(SUPPLIED RECORDS Opens)

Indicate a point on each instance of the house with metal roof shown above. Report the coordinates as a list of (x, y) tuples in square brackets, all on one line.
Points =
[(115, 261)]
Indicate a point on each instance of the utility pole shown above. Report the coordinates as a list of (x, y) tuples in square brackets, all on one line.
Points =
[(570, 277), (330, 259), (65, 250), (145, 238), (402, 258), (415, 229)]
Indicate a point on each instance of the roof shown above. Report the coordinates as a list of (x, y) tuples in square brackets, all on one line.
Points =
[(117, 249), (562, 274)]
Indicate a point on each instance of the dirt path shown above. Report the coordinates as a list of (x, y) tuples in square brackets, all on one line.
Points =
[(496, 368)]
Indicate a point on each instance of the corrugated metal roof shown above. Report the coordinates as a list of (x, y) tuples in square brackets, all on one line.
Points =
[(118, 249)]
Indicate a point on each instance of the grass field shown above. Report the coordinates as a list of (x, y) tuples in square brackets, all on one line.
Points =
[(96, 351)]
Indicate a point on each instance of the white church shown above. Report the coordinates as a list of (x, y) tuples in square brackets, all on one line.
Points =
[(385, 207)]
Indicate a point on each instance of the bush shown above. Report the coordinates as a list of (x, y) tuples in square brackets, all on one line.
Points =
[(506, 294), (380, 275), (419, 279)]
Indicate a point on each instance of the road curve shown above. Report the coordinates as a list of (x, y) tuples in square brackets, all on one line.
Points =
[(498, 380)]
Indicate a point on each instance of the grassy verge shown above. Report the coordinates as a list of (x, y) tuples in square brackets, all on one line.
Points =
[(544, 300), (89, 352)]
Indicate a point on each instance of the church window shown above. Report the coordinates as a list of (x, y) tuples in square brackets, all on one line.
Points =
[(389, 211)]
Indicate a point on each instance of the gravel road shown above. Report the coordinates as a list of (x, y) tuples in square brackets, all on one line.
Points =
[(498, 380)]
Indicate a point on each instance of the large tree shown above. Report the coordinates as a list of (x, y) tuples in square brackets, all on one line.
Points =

(SUPPLIED RECORDS Closes)

### YOUR GOAL:
Pull each line that includes the word "church" out of the material above.

### ANSWER TO THE EXERCISE:
Indicate a point on each instance of the white church shown above. Report the coordinates as a list of (x, y) tuples in square brackets, all on one line.
Indicate a point on each instance of the church window shown above. Report the coordinates as a list of (x, y) tuples in square brackets, all on one line.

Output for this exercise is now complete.